EXERCISE TASK 1: Copy out the part of the post on special education and school spending starting with "In 1974, the" and going on through "special education services.".
EXERCISE TASK 2: According to the post on special education and school spending, what was the average student to teacher ratio in 1974?
EXERCISE TASK 3: Extend the post on special education and school spending, picking up after its last sentence.

EXTRACT PROVIDED:
++++++
I’ve rebutted the claims that special ed is largely responsible for rising per pupil spending in chapters 1 and 2 of the book Education Myths as well as in this Education Next article and in this paper that was published in the Peabody Journal of Education

My purpose in this post is to address the comment written by “Kevin” that attributed the increase in the teaching workforce to special education.  Kevin was responding to a post by Greg in which he wrote: “But teachers’ unions have pushed up costs – dramatically. In the past 40 years, the cost of the government school system per student has much more than doubled (even after inflation) while outcomes are flat across the board. And this has mainly been caused by a dramatic increase in the number of teachers hired per student – a policy that benefits only the unions.”  And Kevin replied: “Any comparison of staffing in schools 40 years ago and today typically ignores one group of staff that didn’t exist in 1968 – special education teachers and aides. Special education programs weren’t in most schools 40 years ago, hence there were no staff hired to work with those specific populations, particularly students with cognitive delay and autism who need a much higher staff ratio than is provided in the general education classroom.”

I’m bothering to rebut Kevin’s claims because 1) he appears to be a state employee (perhaps a school official, judging from his email address), and 2) his comments are typical of the blame special ed rhetoric.  Notice that Kevin doesn’t bother to present any evidence.  He just tells a plausible story, which because he and many others have “pre-judged” it to be true, they consider persuasive without need of any proof.  But let’s consider the evidence here.

In 1974, the year before federal legislation governing the education of disabled students was adopted, there were 2.165 million public school teachers and an average student to teacher ratio of 20.8.  In 2006 there were 3.177 million public school teachers, an increase of 1.012 million teachers.  And in 2006 there were a total of 404,577 teacher FTEs providing special education services.
++++++
DATA LINES:
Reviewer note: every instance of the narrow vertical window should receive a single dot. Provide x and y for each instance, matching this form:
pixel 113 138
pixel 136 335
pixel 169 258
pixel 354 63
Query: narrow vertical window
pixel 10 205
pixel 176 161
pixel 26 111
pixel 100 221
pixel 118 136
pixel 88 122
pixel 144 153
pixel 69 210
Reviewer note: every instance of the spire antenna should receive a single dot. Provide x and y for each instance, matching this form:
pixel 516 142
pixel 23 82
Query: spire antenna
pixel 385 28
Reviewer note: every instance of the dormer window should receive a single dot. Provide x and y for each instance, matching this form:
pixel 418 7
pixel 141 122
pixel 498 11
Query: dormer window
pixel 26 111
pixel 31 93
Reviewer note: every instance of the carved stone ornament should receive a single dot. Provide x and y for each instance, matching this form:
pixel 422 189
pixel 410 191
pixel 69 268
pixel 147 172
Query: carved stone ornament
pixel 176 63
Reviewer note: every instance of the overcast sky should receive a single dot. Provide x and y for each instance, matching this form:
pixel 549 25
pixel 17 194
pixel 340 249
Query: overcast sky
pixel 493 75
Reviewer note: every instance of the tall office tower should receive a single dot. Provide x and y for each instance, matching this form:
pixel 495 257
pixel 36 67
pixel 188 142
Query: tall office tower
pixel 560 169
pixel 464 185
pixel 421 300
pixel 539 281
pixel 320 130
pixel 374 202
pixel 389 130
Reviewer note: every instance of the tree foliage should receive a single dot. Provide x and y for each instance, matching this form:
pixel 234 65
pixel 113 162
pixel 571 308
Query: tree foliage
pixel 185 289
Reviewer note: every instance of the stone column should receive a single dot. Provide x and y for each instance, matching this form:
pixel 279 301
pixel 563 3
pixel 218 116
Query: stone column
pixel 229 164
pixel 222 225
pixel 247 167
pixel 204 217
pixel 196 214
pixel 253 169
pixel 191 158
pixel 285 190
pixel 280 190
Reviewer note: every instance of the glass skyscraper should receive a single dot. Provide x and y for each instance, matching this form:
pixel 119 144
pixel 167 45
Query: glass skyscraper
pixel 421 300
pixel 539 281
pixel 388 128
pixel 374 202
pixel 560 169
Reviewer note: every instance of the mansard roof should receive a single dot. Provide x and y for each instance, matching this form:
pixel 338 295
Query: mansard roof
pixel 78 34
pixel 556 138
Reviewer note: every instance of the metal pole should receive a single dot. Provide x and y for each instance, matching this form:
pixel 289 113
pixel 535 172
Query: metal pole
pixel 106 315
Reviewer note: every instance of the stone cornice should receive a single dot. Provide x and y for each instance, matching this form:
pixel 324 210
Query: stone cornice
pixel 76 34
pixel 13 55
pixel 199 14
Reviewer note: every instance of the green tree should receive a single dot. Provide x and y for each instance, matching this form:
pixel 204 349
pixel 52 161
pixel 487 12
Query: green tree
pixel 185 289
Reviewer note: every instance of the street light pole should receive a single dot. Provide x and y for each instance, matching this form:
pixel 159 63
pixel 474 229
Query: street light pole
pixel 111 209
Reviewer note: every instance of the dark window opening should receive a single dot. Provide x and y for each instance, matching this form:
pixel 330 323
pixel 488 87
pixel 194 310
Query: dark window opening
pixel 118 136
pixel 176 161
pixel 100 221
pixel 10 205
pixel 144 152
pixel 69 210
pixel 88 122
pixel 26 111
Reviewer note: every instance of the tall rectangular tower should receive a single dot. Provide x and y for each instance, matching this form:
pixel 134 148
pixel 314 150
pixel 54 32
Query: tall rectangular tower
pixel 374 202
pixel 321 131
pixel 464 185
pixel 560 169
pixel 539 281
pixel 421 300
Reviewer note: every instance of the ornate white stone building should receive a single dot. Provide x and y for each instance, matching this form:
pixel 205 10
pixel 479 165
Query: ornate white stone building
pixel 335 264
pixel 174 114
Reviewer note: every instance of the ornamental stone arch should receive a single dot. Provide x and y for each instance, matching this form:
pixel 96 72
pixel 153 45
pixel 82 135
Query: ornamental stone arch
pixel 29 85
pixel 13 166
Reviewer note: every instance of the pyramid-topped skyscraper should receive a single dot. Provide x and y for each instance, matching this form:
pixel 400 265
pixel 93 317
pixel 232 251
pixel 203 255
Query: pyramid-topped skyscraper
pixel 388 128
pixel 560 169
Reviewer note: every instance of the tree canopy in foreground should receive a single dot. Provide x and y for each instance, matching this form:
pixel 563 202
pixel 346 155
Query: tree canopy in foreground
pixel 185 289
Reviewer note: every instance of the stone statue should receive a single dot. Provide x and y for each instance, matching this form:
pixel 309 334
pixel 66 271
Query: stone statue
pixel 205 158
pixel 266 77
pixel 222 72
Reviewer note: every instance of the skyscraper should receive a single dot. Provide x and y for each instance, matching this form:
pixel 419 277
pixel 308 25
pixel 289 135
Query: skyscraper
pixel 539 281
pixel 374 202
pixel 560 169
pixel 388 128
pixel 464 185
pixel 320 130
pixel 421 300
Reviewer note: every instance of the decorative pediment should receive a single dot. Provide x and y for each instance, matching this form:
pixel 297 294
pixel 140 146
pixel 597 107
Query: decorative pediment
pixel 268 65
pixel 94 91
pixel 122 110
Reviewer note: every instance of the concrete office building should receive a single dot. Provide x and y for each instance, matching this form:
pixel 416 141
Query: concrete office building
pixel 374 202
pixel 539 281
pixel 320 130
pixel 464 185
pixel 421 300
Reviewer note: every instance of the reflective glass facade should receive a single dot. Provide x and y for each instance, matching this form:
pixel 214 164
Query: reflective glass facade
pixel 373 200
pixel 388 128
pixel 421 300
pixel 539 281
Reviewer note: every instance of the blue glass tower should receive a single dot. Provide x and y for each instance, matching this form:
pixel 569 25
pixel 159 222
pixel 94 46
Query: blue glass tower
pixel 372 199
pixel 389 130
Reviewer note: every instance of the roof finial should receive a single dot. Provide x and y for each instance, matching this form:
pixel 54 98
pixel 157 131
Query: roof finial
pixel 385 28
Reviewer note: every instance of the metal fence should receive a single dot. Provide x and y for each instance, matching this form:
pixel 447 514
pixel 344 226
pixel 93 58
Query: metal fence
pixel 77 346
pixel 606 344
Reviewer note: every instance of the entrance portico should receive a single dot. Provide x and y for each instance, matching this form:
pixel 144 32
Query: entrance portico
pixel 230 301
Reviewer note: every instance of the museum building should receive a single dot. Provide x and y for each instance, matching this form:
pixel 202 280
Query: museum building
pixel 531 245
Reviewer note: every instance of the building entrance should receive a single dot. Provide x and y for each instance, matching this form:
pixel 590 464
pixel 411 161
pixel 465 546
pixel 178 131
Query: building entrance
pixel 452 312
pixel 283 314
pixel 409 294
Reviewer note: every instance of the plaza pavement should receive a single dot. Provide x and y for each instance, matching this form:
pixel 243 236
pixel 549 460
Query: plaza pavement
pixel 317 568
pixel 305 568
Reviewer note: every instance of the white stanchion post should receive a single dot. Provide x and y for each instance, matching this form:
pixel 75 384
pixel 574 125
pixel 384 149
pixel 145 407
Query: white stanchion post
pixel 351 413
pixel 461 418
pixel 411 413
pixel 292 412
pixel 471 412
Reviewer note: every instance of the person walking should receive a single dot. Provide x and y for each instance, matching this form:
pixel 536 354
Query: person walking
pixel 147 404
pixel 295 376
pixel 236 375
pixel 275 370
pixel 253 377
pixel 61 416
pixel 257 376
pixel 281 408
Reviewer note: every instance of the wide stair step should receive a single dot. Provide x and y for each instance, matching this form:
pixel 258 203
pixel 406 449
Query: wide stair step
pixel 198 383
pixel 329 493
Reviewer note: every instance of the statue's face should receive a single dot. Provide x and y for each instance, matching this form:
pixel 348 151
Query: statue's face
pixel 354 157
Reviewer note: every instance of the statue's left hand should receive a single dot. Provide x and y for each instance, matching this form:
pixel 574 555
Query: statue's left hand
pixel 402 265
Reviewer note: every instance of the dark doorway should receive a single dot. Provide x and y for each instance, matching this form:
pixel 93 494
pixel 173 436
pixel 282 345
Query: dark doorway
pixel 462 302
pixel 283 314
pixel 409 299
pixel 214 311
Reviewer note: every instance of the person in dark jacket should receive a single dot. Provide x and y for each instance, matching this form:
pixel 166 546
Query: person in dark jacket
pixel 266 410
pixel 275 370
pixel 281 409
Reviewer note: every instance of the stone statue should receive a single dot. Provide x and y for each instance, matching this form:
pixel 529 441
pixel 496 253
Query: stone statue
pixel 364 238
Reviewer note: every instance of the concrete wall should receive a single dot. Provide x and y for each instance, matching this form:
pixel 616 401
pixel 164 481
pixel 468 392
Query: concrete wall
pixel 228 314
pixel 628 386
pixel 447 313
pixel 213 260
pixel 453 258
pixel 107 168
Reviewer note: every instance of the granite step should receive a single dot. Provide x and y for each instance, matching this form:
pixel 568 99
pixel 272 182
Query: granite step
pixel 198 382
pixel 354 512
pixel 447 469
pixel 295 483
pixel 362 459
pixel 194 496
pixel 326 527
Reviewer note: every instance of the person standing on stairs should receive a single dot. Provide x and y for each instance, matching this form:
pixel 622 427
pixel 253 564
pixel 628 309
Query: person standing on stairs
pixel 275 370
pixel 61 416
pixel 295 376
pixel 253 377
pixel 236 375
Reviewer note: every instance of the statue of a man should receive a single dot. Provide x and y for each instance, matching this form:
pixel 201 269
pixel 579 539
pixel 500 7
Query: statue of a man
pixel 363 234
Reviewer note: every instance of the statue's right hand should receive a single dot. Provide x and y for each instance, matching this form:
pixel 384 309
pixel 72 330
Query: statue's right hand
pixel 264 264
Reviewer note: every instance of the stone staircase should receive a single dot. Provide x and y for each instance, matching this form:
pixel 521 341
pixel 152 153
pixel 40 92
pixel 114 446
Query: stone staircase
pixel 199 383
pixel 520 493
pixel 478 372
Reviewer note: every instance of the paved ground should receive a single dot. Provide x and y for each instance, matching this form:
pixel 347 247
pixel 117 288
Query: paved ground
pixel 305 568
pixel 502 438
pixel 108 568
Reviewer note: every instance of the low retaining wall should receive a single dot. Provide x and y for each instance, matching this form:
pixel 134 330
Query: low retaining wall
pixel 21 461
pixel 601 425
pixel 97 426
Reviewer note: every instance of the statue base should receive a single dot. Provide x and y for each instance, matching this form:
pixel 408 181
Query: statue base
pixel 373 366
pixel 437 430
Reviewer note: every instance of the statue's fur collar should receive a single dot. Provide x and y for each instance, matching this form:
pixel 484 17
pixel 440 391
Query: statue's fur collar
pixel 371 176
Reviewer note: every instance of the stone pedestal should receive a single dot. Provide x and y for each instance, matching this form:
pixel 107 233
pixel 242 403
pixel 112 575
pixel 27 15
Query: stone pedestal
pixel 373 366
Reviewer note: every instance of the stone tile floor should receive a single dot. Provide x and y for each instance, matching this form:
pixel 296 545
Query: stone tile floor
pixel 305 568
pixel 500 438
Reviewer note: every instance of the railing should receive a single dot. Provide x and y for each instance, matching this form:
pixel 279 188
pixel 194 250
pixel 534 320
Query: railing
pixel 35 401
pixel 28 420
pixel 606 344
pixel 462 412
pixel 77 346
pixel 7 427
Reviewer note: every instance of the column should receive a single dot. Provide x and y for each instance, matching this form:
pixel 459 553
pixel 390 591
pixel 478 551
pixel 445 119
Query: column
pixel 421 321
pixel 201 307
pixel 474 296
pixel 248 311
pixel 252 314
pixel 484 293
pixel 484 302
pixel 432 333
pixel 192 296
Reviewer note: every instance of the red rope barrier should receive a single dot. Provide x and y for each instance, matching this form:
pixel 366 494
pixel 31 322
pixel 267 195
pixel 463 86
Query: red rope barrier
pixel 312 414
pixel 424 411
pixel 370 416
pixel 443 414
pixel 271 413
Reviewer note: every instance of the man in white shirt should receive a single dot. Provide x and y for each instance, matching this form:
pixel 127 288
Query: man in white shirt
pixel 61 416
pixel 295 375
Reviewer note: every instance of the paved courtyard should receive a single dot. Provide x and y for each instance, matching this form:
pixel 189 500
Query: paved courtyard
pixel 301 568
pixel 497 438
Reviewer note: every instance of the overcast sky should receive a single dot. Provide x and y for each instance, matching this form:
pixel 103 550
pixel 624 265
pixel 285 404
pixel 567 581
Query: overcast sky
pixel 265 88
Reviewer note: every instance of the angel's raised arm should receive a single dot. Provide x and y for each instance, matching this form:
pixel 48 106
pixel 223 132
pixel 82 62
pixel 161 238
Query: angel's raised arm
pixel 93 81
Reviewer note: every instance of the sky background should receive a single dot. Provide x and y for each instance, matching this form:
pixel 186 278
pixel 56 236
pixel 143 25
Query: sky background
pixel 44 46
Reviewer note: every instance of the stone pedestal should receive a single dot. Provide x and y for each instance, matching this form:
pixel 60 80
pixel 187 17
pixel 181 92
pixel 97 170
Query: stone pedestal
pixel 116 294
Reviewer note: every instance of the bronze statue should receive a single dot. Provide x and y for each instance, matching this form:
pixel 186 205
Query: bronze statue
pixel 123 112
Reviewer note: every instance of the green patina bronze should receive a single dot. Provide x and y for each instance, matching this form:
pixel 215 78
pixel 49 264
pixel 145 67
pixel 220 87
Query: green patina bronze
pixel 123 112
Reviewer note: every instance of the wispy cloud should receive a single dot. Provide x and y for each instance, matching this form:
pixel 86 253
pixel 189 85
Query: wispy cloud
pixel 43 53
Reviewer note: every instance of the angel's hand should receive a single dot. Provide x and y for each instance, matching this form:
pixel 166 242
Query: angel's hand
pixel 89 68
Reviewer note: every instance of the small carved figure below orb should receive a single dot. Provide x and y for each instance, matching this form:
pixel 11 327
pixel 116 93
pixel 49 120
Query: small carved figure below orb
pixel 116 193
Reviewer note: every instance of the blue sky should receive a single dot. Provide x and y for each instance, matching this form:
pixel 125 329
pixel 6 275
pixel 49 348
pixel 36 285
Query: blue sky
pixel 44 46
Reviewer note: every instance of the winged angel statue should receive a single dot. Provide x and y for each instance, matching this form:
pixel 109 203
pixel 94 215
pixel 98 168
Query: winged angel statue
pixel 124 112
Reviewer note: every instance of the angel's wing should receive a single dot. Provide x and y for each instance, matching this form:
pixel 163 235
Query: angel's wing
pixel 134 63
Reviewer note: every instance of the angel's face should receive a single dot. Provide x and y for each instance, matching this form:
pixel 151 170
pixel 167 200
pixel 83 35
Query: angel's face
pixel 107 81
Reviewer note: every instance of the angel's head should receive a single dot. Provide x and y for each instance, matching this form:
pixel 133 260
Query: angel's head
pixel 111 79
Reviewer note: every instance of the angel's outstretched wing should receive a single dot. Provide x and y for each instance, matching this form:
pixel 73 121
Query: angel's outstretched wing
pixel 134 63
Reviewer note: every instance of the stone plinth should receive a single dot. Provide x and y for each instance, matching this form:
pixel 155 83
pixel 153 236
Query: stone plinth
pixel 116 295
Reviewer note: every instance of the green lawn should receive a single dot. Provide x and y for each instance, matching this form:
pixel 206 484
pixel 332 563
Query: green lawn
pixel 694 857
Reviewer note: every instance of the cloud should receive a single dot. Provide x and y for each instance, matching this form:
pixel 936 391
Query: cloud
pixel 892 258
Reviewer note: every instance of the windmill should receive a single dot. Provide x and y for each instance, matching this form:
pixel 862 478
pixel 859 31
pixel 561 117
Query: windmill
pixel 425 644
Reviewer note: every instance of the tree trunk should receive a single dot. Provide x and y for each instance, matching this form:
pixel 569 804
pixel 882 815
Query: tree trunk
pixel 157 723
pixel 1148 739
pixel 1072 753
++++++
TASK RESPONSE 1:
In 1974, the year before federal legislation governing the education of disabled students was adopted, there were 2.165 million public school teachers and an average student to teacher ratio of 20.8.  In 2006 there were 3.177 million public school teachers, an increase of 1.012 million teachers.  And in 2006 there were a total of 404,577 teacher FTEs providing special education services.

TASK RESPONSE 2: 20.8

TASK RESPONSE 3:
But we have to adjust for the fact that that some of those 404,577 teachers assigned to special education have been shifted (or had their lines shifted) to special education as more students have been reclassified as disabled.  We also have to adjust for the fact that there are more students in 2006 than in 1974.  To make everything comparable, let’s assume that the student-teacher ratio had remained at 20.8 for all students.  Given that there were 49.370 million public school students in 2006, there would have been 2.374 million teachers if ratios had stayed the same for everybody instead of the 3.177 million teachers we have.  So there was really an increase of 803,442 teachers, adjusted for the change in student population.

But if the 6,081,890 students classified as disabled also had 20.8 students for each teacher, they would have 292,398 teachers.  Given that there are 404,575 teachers assigned to special education, the lower student-teacher ratios required for disabled students only results in a net increase of 112,179 teachers (404,575 minus 292,398).  So, of the 803,442 teachers added since 1974 only about 112,179 can be explained by the need to offer smaller student-teacher ratios to disabled students.  That is, special ed may only account for about 14% of the increase in the teaching workforce.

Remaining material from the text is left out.